Directions for this task:
Quote verbatim the stretch of the material below from the line containing "Exercise. Point out the window in" through the final line of the material, and nothing more.

[Object point labels]
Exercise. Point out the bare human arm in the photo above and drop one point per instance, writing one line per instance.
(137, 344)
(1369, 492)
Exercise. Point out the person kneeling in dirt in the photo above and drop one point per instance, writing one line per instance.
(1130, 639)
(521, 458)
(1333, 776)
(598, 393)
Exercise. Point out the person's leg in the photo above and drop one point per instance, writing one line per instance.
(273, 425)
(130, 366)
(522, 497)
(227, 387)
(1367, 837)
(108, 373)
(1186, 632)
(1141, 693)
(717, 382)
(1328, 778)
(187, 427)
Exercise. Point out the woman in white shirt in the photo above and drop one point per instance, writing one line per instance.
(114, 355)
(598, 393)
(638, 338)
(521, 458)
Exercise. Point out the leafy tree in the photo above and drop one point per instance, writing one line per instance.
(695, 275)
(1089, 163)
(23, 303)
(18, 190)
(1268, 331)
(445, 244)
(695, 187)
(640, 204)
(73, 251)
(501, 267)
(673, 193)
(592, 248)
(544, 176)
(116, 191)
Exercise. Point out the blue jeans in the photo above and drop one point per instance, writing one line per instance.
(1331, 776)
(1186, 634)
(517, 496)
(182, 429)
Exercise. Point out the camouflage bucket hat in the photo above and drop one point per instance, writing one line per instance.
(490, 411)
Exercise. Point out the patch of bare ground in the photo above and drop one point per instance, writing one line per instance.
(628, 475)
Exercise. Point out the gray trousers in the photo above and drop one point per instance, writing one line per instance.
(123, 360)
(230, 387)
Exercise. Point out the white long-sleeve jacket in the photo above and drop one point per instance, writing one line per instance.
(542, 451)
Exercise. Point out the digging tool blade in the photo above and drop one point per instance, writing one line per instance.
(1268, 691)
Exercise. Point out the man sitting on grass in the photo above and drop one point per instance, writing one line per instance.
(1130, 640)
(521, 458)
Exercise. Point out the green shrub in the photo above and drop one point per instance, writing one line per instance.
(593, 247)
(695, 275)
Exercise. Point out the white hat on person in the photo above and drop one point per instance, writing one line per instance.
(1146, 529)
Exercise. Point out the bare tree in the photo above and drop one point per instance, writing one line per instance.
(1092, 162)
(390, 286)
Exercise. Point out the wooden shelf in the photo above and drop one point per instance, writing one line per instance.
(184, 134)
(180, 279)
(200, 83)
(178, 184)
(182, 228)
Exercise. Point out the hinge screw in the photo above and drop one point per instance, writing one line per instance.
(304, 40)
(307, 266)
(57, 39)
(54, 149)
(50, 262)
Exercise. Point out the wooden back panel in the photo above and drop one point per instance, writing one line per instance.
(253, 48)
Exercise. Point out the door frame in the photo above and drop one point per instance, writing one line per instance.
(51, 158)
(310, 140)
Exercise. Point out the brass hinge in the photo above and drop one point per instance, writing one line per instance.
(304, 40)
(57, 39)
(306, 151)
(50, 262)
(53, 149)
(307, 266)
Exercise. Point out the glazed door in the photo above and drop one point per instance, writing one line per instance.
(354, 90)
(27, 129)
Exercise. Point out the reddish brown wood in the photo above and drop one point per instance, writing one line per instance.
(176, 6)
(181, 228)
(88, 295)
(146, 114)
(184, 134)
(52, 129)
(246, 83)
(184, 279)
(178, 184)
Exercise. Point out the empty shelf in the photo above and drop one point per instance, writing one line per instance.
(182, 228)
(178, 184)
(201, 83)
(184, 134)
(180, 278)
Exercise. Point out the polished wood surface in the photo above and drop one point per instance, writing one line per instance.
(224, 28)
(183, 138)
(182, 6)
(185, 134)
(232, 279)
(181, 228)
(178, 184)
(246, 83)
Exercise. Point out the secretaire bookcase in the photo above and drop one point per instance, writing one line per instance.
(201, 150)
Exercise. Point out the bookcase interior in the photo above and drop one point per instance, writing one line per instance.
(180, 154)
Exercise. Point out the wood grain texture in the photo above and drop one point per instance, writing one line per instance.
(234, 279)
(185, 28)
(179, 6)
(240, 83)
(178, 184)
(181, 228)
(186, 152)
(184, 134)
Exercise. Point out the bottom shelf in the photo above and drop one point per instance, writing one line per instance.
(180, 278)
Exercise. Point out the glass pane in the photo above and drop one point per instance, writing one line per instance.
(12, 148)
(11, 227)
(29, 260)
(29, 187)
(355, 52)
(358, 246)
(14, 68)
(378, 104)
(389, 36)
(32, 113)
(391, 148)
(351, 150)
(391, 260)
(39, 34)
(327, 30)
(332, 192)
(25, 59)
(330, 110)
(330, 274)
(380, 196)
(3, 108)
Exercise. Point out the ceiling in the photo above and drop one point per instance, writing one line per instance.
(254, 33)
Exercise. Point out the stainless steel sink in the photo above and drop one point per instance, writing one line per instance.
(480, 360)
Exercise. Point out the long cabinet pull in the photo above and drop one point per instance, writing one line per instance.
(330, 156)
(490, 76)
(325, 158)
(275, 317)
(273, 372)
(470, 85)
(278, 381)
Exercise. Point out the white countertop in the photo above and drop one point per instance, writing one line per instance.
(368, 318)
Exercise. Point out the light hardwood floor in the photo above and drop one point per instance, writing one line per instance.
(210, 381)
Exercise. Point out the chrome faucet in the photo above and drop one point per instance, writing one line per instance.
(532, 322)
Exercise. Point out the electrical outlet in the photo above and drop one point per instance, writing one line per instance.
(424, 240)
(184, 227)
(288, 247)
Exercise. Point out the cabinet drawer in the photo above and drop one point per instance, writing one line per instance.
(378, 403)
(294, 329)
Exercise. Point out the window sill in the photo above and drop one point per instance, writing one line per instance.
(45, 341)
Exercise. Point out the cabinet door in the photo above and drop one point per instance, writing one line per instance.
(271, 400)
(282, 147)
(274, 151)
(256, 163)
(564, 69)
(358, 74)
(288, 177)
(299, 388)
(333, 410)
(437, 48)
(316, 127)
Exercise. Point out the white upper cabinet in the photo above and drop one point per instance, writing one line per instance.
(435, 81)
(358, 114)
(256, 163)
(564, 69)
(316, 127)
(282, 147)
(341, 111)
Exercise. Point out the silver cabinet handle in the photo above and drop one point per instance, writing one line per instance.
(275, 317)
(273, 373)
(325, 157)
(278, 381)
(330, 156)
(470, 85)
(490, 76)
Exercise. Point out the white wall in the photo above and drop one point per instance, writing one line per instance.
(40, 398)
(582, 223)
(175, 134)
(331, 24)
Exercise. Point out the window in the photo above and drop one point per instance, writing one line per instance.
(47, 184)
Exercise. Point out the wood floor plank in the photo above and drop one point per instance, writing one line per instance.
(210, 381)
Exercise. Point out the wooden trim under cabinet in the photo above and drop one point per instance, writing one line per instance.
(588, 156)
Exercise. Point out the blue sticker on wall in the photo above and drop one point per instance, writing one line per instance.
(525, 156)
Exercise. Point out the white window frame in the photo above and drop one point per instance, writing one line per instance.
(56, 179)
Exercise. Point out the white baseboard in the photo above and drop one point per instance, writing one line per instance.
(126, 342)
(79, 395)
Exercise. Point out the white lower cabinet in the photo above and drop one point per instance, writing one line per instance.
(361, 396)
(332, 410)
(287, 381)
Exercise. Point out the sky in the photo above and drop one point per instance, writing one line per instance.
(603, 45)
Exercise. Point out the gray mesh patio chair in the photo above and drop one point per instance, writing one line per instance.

Answer:
Exercise. Point out the window in the photo above and drop one point per instance, writing one line per instance.
(47, 184)
Exercise. Point out the wood floor plank in the photo above and drop one point per instance, writing one line per instance.
(210, 381)
Exercise. Point out the wooden trim under cabinet in the photo above and drop one point per instance, writing one line per instance.
(588, 156)
Exercise. Point out the blue sticker on wall in the photo above and drop one point per instance, writing one line per instance.
(525, 156)
Exercise. Point out the white window frame in the photo above and drop one point per instance, writing one line per instance.
(56, 179)
Exercise. Point out the white baseboard in the photo above and drop one point per instance, writing one line per instance.
(126, 342)
(79, 395)
Exercise. Point out the white lower cabinet in the photo above and drop one point per instance, writing one line per instance.
(361, 396)
(332, 410)
(287, 381)
Exercise. Point out the sky in the photo above and drop one point per instance, writing one line per instance.
(603, 45)
Exercise. Point out the gray mesh patio chair in the photo above and drop one point per instance, writing one line per instance.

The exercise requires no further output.